START LISTED RECORDS

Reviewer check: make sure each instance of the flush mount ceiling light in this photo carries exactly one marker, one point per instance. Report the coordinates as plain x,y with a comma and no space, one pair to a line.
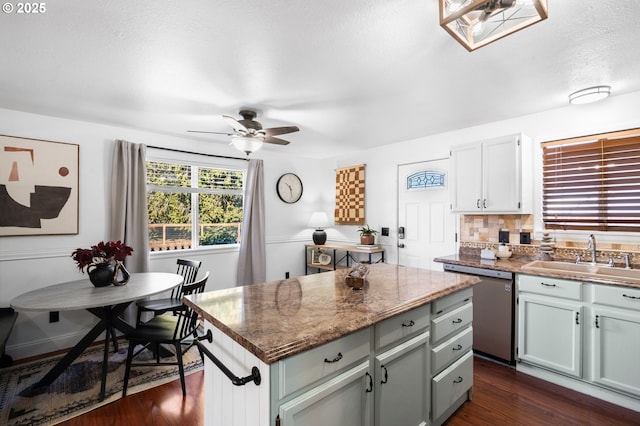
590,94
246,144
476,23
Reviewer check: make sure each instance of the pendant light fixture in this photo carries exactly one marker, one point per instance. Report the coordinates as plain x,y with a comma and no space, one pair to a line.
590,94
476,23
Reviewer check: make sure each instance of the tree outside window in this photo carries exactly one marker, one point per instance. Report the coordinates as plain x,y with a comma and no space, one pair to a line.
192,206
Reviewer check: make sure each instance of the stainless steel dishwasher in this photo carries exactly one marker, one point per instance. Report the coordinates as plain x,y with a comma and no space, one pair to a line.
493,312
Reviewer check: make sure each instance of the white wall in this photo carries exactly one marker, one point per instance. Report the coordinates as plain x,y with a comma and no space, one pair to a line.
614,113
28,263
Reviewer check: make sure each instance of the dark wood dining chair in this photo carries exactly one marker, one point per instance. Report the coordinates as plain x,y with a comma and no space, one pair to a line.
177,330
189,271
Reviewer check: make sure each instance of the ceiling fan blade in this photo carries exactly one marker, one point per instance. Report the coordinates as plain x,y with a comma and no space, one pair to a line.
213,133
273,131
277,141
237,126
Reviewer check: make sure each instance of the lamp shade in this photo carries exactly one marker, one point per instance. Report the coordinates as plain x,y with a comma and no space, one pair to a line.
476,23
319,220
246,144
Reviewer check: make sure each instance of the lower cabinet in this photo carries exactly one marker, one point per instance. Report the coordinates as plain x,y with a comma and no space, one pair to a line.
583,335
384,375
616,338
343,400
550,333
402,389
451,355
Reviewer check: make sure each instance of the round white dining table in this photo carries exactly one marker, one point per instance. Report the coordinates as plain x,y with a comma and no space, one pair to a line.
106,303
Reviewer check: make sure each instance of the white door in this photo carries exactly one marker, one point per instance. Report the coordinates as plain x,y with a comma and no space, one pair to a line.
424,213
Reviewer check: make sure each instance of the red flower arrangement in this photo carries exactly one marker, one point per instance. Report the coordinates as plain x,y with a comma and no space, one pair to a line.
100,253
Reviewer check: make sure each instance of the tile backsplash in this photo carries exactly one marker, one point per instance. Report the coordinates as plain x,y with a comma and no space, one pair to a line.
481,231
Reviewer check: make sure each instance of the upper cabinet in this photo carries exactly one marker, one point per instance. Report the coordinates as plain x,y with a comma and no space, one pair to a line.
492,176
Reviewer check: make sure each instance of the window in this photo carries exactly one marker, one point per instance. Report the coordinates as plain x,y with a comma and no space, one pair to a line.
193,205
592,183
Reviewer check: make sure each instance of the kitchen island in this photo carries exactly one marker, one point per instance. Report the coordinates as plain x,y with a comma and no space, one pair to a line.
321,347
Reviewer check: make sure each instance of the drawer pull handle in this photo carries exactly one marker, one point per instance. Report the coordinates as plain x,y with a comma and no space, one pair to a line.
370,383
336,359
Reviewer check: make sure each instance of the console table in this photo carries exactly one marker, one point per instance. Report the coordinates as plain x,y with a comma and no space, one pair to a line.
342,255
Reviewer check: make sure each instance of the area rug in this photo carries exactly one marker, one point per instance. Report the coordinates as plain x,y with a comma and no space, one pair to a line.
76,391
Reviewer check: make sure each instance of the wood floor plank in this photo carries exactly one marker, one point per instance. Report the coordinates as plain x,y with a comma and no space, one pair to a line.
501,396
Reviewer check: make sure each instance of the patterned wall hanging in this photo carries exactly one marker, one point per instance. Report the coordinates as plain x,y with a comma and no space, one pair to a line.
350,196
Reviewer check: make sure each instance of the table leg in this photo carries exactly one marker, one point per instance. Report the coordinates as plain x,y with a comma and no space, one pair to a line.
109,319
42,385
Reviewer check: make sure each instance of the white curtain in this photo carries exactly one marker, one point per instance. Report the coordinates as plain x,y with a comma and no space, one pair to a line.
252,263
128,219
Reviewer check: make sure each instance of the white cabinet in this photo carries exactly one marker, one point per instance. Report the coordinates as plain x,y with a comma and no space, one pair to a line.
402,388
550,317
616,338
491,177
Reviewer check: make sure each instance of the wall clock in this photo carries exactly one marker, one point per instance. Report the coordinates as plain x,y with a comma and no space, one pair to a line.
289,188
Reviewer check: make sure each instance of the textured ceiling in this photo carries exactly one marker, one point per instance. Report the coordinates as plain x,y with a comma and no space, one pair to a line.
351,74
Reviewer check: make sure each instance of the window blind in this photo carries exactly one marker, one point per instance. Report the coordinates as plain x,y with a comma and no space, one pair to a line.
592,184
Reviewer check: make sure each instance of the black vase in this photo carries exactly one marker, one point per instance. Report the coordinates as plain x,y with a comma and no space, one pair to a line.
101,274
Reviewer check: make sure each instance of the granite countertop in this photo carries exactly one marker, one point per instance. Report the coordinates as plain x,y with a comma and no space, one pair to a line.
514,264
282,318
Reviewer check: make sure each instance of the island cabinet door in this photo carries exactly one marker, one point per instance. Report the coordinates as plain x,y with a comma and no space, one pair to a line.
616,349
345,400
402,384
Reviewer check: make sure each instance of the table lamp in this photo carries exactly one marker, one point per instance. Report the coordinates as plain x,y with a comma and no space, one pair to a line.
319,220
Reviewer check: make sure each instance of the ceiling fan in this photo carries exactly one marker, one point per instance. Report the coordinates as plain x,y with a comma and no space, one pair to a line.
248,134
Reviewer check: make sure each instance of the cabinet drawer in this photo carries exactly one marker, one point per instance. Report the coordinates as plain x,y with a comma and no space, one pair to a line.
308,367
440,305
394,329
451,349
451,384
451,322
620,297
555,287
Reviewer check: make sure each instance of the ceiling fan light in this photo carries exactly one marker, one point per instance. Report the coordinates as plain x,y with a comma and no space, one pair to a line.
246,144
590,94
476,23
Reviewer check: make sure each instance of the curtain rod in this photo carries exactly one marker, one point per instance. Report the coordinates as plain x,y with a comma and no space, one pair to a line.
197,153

END LISTED RECORDS
START LISTED RECORDS

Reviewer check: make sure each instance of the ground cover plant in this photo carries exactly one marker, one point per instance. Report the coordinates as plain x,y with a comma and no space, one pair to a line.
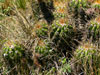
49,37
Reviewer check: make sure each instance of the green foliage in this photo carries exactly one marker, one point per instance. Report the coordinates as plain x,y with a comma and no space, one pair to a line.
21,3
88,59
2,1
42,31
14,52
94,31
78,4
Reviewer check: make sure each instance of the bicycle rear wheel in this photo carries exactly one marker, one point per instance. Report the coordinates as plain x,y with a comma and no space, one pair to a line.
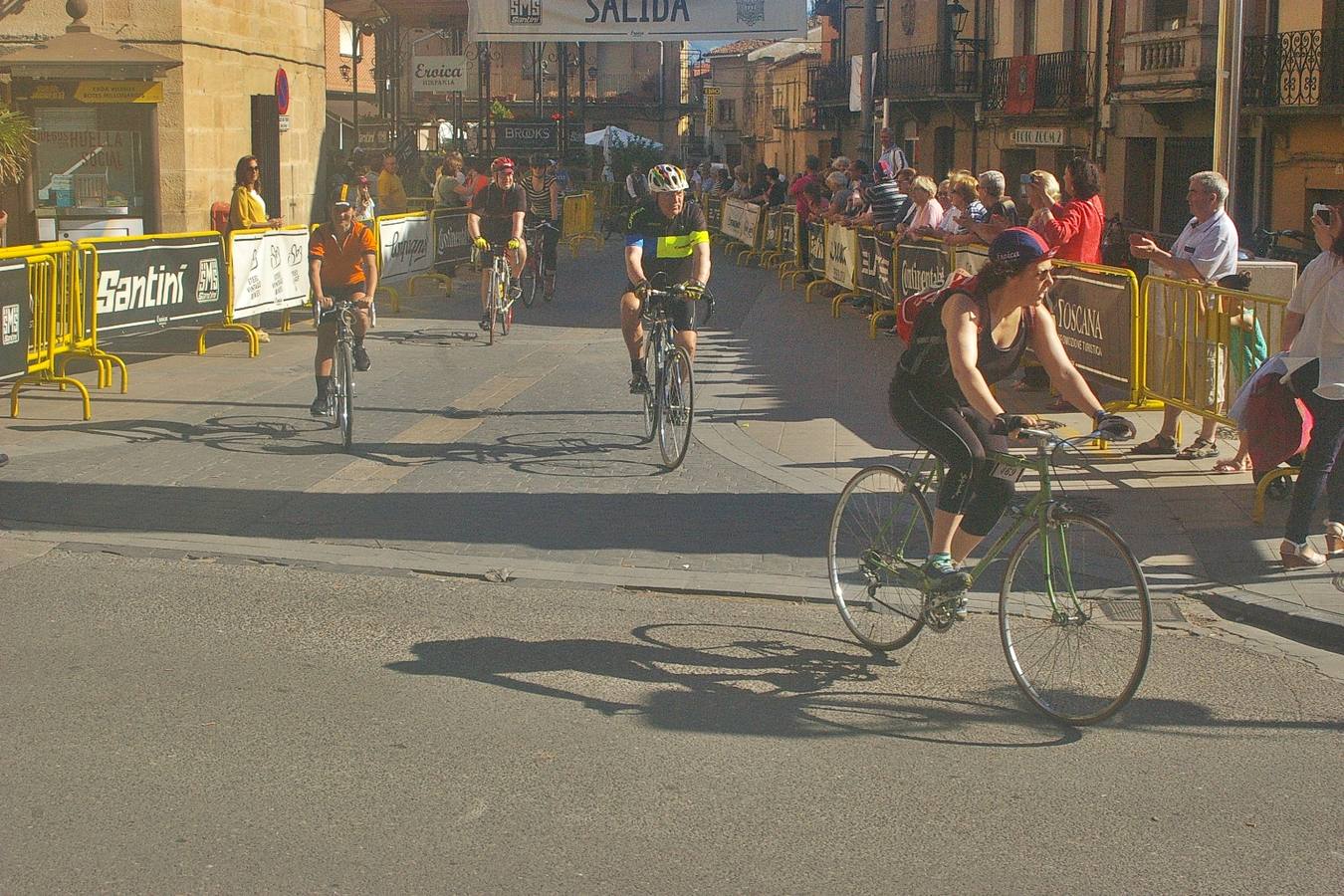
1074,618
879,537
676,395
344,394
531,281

END LISTED RECORDS

→ DIRECTION
Find every line in the items that contains the word "dining" and copy each one. Case counts.

→ WRITTEN RESPONSE
Reviewer check: make sure each instance of the dark wood dining chair in this photo carries exactly one marker, one point per instance. Report the coordinates as plain x,y with a comma and no space, one pair to a line.
Reviewer check: make sure each instance of the round white dining table in this photo carries exactly one marker, one point per instance. Report the coordinates as plain x,y with a comma and no space, one pair to a line.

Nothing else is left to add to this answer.